Drop every picture, then repeat the records exactly.

(STORED DATA Opens)

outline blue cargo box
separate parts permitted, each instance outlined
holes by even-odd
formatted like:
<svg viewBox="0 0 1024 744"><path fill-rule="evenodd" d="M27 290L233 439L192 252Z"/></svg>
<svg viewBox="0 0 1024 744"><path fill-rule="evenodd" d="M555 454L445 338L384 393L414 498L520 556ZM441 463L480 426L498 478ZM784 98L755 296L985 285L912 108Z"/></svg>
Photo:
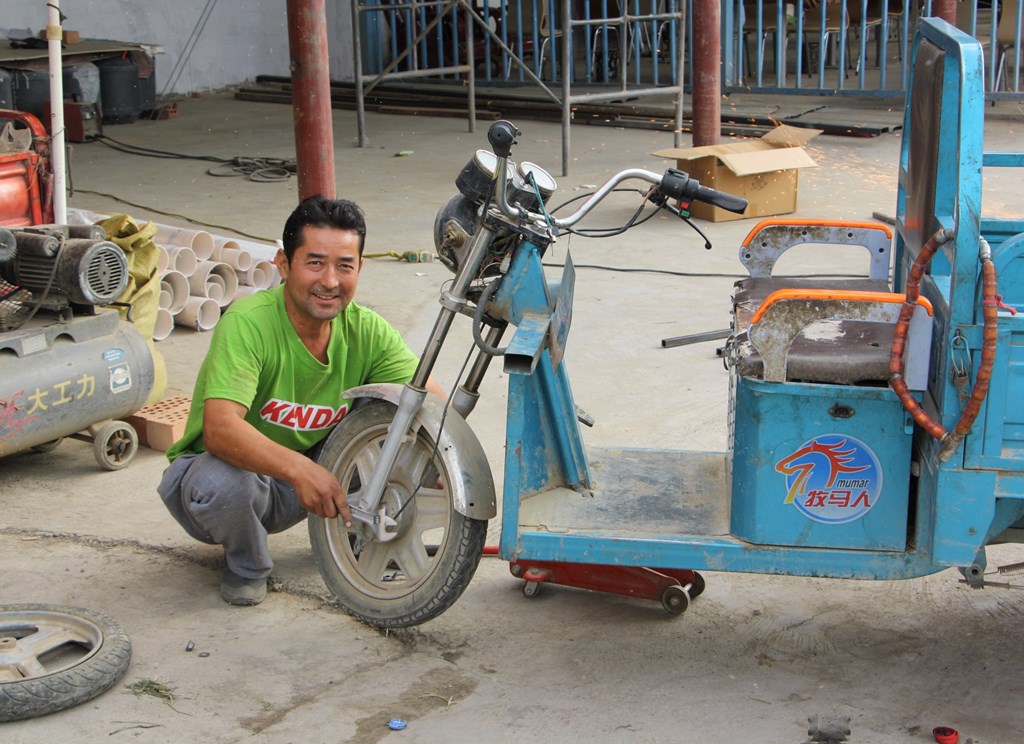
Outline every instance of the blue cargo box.
<svg viewBox="0 0 1024 744"><path fill-rule="evenodd" d="M759 545L906 549L912 427L890 389L739 375L733 384L736 537Z"/></svg>

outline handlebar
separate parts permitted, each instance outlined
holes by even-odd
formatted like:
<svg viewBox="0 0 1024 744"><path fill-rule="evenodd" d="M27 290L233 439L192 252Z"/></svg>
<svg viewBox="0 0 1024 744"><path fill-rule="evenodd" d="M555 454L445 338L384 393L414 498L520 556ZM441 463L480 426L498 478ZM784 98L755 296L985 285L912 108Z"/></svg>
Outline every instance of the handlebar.
<svg viewBox="0 0 1024 744"><path fill-rule="evenodd" d="M659 189L661 193L670 199L684 201L696 199L697 201L713 204L716 207L721 207L728 212L735 212L736 214L743 214L747 208L747 200L743 197L719 191L709 186L701 186L698 181L676 168L669 168L665 171Z"/></svg>
<svg viewBox="0 0 1024 744"><path fill-rule="evenodd" d="M521 132L516 129L515 125L505 120L494 122L488 129L487 140L493 148L494 154L498 158L495 168L496 174L506 172L508 158L512 152L512 146L516 144L515 140L519 134L521 134ZM508 179L505 178L497 179L498 183L495 201L497 202L498 209L501 210L501 213L509 219L526 219L533 222L544 221L550 222L558 228L568 228L583 219L620 183L633 178L653 184L659 192L670 199L679 199L680 201L685 202L693 200L702 201L737 214L742 214L747 208L746 199L708 186L701 186L699 181L694 178L690 178L687 173L676 168L669 168L665 171L664 175L659 175L653 171L644 170L642 168L628 168L624 171L620 171L595 191L593 196L587 199L579 209L564 218L557 218L546 214L531 212L522 207L509 204L509 182Z"/></svg>

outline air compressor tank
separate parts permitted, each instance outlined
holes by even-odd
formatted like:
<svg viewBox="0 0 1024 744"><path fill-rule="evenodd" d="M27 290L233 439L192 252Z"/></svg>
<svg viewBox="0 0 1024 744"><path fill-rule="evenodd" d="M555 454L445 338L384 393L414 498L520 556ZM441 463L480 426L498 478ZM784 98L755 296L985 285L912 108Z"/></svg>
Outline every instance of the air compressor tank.
<svg viewBox="0 0 1024 744"><path fill-rule="evenodd" d="M154 381L145 339L115 310L0 333L0 457L114 420L95 434L94 452L116 470L138 448L134 430L117 419L146 404Z"/></svg>

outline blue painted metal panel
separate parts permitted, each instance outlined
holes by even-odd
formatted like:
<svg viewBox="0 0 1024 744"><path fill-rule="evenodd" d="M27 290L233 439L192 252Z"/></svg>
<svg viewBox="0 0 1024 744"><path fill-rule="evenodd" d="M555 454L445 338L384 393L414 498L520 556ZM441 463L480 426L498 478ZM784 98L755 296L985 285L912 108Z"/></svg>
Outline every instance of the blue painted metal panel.
<svg viewBox="0 0 1024 744"><path fill-rule="evenodd" d="M707 536L659 539L610 538L607 535L555 535L524 532L519 554L541 561L570 561L650 568L739 571L838 579L907 579L942 570L922 550L879 552L836 548L751 545Z"/></svg>
<svg viewBox="0 0 1024 744"><path fill-rule="evenodd" d="M759 545L903 550L911 428L888 388L738 377L732 533Z"/></svg>
<svg viewBox="0 0 1024 744"><path fill-rule="evenodd" d="M509 374L528 374L533 371L540 353L548 342L551 316L526 314L519 318L512 340L505 351L505 371ZM515 364L513 364L513 360ZM518 361L523 360L523 361Z"/></svg>
<svg viewBox="0 0 1024 744"><path fill-rule="evenodd" d="M1020 152L986 152L981 160L986 167L1024 167L1024 153Z"/></svg>
<svg viewBox="0 0 1024 744"><path fill-rule="evenodd" d="M992 246L993 251L997 251L1007 239L1022 233L1024 233L1024 219L981 218L982 237Z"/></svg>
<svg viewBox="0 0 1024 744"><path fill-rule="evenodd" d="M1003 501L1024 501L1024 473L998 473L995 495ZM1024 508L1024 504L1020 508Z"/></svg>
<svg viewBox="0 0 1024 744"><path fill-rule="evenodd" d="M513 325L526 315L550 315L554 310L540 251L535 246L525 244L516 250L491 306Z"/></svg>
<svg viewBox="0 0 1024 744"><path fill-rule="evenodd" d="M939 471L932 548L937 565L969 566L979 561L979 553L984 553L982 541L995 516L995 482L991 470Z"/></svg>
<svg viewBox="0 0 1024 744"><path fill-rule="evenodd" d="M977 246L981 214L984 74L981 45L977 40L944 21L932 18L922 19L919 34L922 44L929 44L945 55L940 82L942 95L935 101L938 110L934 116L921 116L916 120L911 116L912 97L908 97L900 149L894 286L900 290L905 287L911 264L933 232L940 227L955 228L955 240L936 254L923 285L923 293L935 306L933 344L939 350L939 358L933 360L938 364L932 366L934 379L929 391L934 397L940 423L950 428L955 425L961 409L957 380L946 362L959 329L972 328L977 323L975 287L980 271ZM919 48L914 50L914 64ZM911 79L913 83L913 66ZM922 127L924 131L918 131ZM915 139L936 142L936 177L928 224L904 221L913 165L910 163L910 143ZM917 185L917 188L924 187Z"/></svg>
<svg viewBox="0 0 1024 744"><path fill-rule="evenodd" d="M530 336L531 343L549 342L550 318L555 310L551 286L560 290L556 299L562 325L572 314L571 265L562 281L549 284L536 246L524 244L516 251L492 307ZM545 318L542 323L536 319ZM522 326L524 320L530 321ZM538 339L540 329L543 339ZM568 326L565 325L564 330ZM564 344L564 338L562 339ZM556 364L548 348L527 370L508 370L508 418L506 432L505 499L515 500L554 486L586 489L590 486L587 456L576 419L576 403L564 362Z"/></svg>
<svg viewBox="0 0 1024 744"><path fill-rule="evenodd" d="M965 467L1024 470L1024 234L993 251L1002 302L1017 311L1000 313L996 363L988 397L965 446ZM973 362L980 364L980 343ZM975 375L976 377L976 369Z"/></svg>

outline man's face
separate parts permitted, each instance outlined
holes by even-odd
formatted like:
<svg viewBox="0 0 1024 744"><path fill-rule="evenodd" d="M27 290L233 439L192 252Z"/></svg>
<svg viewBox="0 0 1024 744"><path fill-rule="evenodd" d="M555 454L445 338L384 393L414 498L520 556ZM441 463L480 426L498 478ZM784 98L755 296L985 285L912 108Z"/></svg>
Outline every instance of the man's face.
<svg viewBox="0 0 1024 744"><path fill-rule="evenodd" d="M359 270L359 234L354 230L307 225L302 245L292 260L278 251L277 267L285 279L288 309L309 320L331 320L356 294Z"/></svg>

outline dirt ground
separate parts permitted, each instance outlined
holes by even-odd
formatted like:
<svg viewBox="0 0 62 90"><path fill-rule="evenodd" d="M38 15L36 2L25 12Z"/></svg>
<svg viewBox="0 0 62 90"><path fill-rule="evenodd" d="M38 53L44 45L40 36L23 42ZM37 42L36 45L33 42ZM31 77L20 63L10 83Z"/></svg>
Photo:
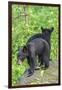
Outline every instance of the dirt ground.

(STORED DATA Closes)

**EXERCISE OUTPUT:**
outline blue cargo box
separate parts permitted, each instance outlined
holes by even-odd
formatted like:
<svg viewBox="0 0 1024 744"><path fill-rule="evenodd" d="M27 290L233 439L192 252Z"/></svg>
<svg viewBox="0 0 1024 744"><path fill-rule="evenodd" d="M555 454L445 338L384 393L414 498L520 556ZM441 463L480 426L498 478ZM784 98L755 296L985 285L912 108Z"/></svg>
Photo:
Outline every instance of the blue cargo box.
<svg viewBox="0 0 1024 744"><path fill-rule="evenodd" d="M759 545L906 549L912 427L890 389L739 375L733 384L736 537Z"/></svg>

outline handlebar
separate parts permitted, each instance outlined
holes by even-odd
formatted like:
<svg viewBox="0 0 1024 744"><path fill-rule="evenodd" d="M27 290L233 439L192 252Z"/></svg>
<svg viewBox="0 0 1024 744"><path fill-rule="evenodd" d="M555 454L445 338L384 393L414 498L520 556ZM441 463L480 426L498 478ZM784 98L755 296L985 285L912 108Z"/></svg>
Outline every instance of the handlebar.
<svg viewBox="0 0 1024 744"><path fill-rule="evenodd" d="M659 189L661 193L670 199L684 201L696 199L697 201L713 204L716 207L721 207L728 212L735 212L736 214L743 214L747 208L747 200L743 197L719 191L709 186L701 186L698 181L676 168L669 168L665 171Z"/></svg>
<svg viewBox="0 0 1024 744"><path fill-rule="evenodd" d="M521 132L516 129L515 125L505 120L494 122L488 129L487 140L493 148L494 154L498 158L495 168L496 174L506 172L508 158L512 152L512 146L516 144L515 140L519 134L521 134ZM508 179L505 178L497 179L498 183L495 201L497 202L498 209L501 210L501 213L509 219L526 219L533 222L544 221L550 222L558 228L568 228L583 219L620 183L633 178L653 184L659 192L670 199L679 199L680 201L685 202L693 200L702 201L737 214L742 214L747 208L746 199L708 186L701 186L699 181L694 178L690 178L687 173L676 168L669 168L665 171L664 175L659 175L653 171L644 170L642 168L628 168L624 171L620 171L595 191L593 196L587 199L579 209L564 218L557 218L546 214L531 212L522 207L509 204L509 182Z"/></svg>

outline air compressor tank
separate parts permitted, each instance outlined
holes by even-odd
formatted like:
<svg viewBox="0 0 1024 744"><path fill-rule="evenodd" d="M27 290L233 439L192 252Z"/></svg>
<svg viewBox="0 0 1024 744"><path fill-rule="evenodd" d="M555 454L445 338L384 393L414 498L520 556ZM441 463L480 426L498 478ZM784 98L755 296L985 285L912 108Z"/></svg>
Outline every instance of the air compressor tank.
<svg viewBox="0 0 1024 744"><path fill-rule="evenodd" d="M154 381L145 339L115 310L0 333L0 457L114 420L95 434L94 452L116 470L138 448L134 430L117 419L146 404Z"/></svg>

outline blue painted metal panel
separate parts permitted, each instance outlined
holes by even-odd
formatted like:
<svg viewBox="0 0 1024 744"><path fill-rule="evenodd" d="M27 290L233 439L192 252Z"/></svg>
<svg viewBox="0 0 1024 744"><path fill-rule="evenodd" d="M555 454L445 338L384 393L414 498L520 556ZM441 463L480 426L498 478ZM784 98L755 296L985 285L912 108Z"/></svg>
Outline every instance of the blue painted metal panel.
<svg viewBox="0 0 1024 744"><path fill-rule="evenodd" d="M707 536L659 539L610 538L607 535L555 535L524 532L519 554L541 561L570 561L650 568L739 571L838 579L907 579L942 570L922 550L879 552L836 548L751 545Z"/></svg>
<svg viewBox="0 0 1024 744"><path fill-rule="evenodd" d="M759 545L903 550L911 428L888 388L738 377L732 533Z"/></svg>
<svg viewBox="0 0 1024 744"><path fill-rule="evenodd" d="M509 374L528 374L533 371L540 353L548 342L551 316L526 314L519 318L512 340L505 351L505 371ZM515 364L513 364L513 360ZM518 361L523 360L523 361Z"/></svg>
<svg viewBox="0 0 1024 744"><path fill-rule="evenodd" d="M1020 152L986 152L981 160L986 167L1024 167L1024 153Z"/></svg>
<svg viewBox="0 0 1024 744"><path fill-rule="evenodd" d="M992 246L993 251L997 251L1007 239L1022 233L1024 233L1024 219L981 218L982 237Z"/></svg>
<svg viewBox="0 0 1024 744"><path fill-rule="evenodd" d="M1003 501L1024 501L1024 473L998 473L995 495ZM1024 508L1024 504L1020 508Z"/></svg>
<svg viewBox="0 0 1024 744"><path fill-rule="evenodd" d="M513 325L526 315L550 315L554 310L540 251L535 246L525 244L516 250L491 306Z"/></svg>
<svg viewBox="0 0 1024 744"><path fill-rule="evenodd" d="M939 471L932 548L937 565L969 566L979 561L979 553L984 553L982 541L995 516L995 482L991 470Z"/></svg>
<svg viewBox="0 0 1024 744"><path fill-rule="evenodd" d="M977 246L981 214L984 74L981 45L977 40L944 21L932 18L922 19L919 34L922 44L929 44L945 55L940 82L942 95L935 101L938 110L934 116L921 116L916 120L911 116L912 97L908 97L900 149L894 286L900 290L905 287L911 264L933 232L940 227L955 228L955 240L936 254L923 285L923 293L935 306L933 344L939 350L939 358L933 360L938 364L932 366L934 379L929 391L934 397L940 423L950 428L955 425L961 409L957 380L946 362L959 329L972 328L977 323L975 287L980 271ZM919 48L914 50L914 64ZM911 79L913 83L913 66ZM922 127L924 131L918 131ZM915 139L936 142L936 177L928 224L904 221L913 165L910 163L910 143ZM917 185L917 188L924 187Z"/></svg>
<svg viewBox="0 0 1024 744"><path fill-rule="evenodd" d="M530 336L531 343L549 342L550 318L555 310L551 286L560 290L556 299L562 325L572 314L571 265L562 281L549 284L536 246L524 244L516 251L492 307ZM545 318L542 323L536 319ZM522 326L524 320L530 321ZM538 339L540 329L543 339ZM568 326L565 325L564 330ZM564 344L564 338L562 339ZM556 364L548 348L527 370L508 370L508 418L506 432L505 499L515 500L554 486L586 489L590 486L587 456L576 419L576 403L564 362Z"/></svg>
<svg viewBox="0 0 1024 744"><path fill-rule="evenodd" d="M965 467L1024 470L1024 234L993 251L1002 302L1017 311L1000 313L996 363L988 397L965 446ZM973 362L980 364L980 343ZM975 375L976 377L976 369Z"/></svg>

outline man's face
separate parts permitted, each instance outlined
holes by even-odd
formatted like:
<svg viewBox="0 0 1024 744"><path fill-rule="evenodd" d="M27 290L233 439L192 252Z"/></svg>
<svg viewBox="0 0 1024 744"><path fill-rule="evenodd" d="M555 454L445 338L384 393L414 498L520 556ZM441 463L480 426L498 478ZM784 98L755 296L985 285L912 108Z"/></svg>
Outline every instance of the man's face.
<svg viewBox="0 0 1024 744"><path fill-rule="evenodd" d="M359 270L359 234L354 230L307 225L302 245L292 260L278 251L277 267L285 279L288 309L309 320L331 320L356 294Z"/></svg>

outline dirt ground
separate parts permitted, each instance outlined
holes by even-odd
formatted like:
<svg viewBox="0 0 62 90"><path fill-rule="evenodd" d="M38 15L36 2L25 12Z"/></svg>
<svg viewBox="0 0 62 90"><path fill-rule="evenodd" d="M38 53L44 45L40 36L23 42ZM37 42L36 45L33 42ZM31 77L20 63L10 83Z"/></svg>
Photo:
Outline every instance of the dirt ground.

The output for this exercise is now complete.